● EXERCISE AIM
Copy every line of the items below word for word, keeping each character and line break unchanged.

● DATASET RECORDS
begin

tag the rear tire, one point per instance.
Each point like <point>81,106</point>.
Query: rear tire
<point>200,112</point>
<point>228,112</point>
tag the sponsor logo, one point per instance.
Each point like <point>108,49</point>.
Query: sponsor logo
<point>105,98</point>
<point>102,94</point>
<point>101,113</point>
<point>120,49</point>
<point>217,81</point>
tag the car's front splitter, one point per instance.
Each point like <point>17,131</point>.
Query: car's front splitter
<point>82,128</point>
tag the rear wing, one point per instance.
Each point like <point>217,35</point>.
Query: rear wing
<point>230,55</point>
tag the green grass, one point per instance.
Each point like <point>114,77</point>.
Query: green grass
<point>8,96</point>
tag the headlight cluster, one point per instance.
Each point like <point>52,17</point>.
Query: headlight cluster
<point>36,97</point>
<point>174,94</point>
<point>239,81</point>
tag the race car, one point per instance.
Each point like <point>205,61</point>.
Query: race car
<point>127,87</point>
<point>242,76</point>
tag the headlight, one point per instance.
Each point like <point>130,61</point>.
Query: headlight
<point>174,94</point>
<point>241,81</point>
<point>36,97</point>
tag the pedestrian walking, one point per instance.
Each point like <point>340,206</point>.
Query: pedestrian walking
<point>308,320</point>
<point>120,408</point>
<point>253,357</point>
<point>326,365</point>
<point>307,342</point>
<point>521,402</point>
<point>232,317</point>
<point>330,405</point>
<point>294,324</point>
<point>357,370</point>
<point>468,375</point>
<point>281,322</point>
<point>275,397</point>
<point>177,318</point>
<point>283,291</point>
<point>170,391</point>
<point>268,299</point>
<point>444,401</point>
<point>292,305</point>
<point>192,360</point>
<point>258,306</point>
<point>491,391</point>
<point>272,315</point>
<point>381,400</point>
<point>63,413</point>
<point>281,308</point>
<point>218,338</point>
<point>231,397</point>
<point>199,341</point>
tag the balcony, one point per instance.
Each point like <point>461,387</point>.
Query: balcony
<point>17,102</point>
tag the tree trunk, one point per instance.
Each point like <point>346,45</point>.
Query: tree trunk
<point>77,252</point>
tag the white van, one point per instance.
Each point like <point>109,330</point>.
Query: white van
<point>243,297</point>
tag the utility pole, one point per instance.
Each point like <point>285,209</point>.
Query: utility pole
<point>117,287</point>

end

● FINAL ANSWER
tag the rear tire, one point per instance.
Each point like <point>81,106</point>.
Query: rear tire
<point>200,112</point>
<point>228,112</point>
tag the sponsor logo, one point per instance.
Each point like <point>108,49</point>.
Query: sponsor logo
<point>105,98</point>
<point>102,94</point>
<point>101,113</point>
<point>120,49</point>
<point>217,81</point>
tag the car's front splitter, one point per instance.
Each point like <point>17,131</point>.
Query: car's front splitter
<point>82,128</point>
tag the rear wing, one point per instance.
Each point like <point>217,35</point>.
Query: rear wing
<point>230,55</point>
tag the green grass, one point per instance.
Each point like <point>114,77</point>.
Query: green grass
<point>8,96</point>
tag the headlight cluster, one point per instance.
Each point like <point>52,17</point>.
Query: headlight cluster
<point>36,97</point>
<point>174,94</point>
<point>239,81</point>
tag the race car, one point per instance.
Each point like <point>205,61</point>.
Query: race car
<point>127,87</point>
<point>242,76</point>
tag the headlight, one point per instance.
Each point like <point>130,61</point>.
Query: headlight
<point>174,94</point>
<point>241,81</point>
<point>36,97</point>
tag the pedestrian walking, one point per instance.
Each point like <point>340,206</point>.
Query: pedestrian walking
<point>308,320</point>
<point>120,408</point>
<point>253,357</point>
<point>326,365</point>
<point>307,342</point>
<point>521,402</point>
<point>232,317</point>
<point>330,405</point>
<point>294,324</point>
<point>357,370</point>
<point>468,375</point>
<point>281,322</point>
<point>275,397</point>
<point>177,318</point>
<point>283,291</point>
<point>170,391</point>
<point>268,299</point>
<point>444,401</point>
<point>292,305</point>
<point>192,360</point>
<point>258,306</point>
<point>491,391</point>
<point>272,315</point>
<point>381,400</point>
<point>63,413</point>
<point>281,308</point>
<point>218,338</point>
<point>231,397</point>
<point>199,341</point>
tag the balcony, one point per instance.
Each point like <point>461,387</point>.
Query: balcony
<point>17,102</point>
tag the tree trunk, one point per instance.
Each point like <point>346,45</point>.
Query: tree trunk
<point>77,252</point>
tag the white van, one point per instance.
Each point like <point>109,330</point>.
Query: white van
<point>243,297</point>
tag the utility pole, one point per instance.
Each point like <point>285,209</point>.
Query: utility pole
<point>117,287</point>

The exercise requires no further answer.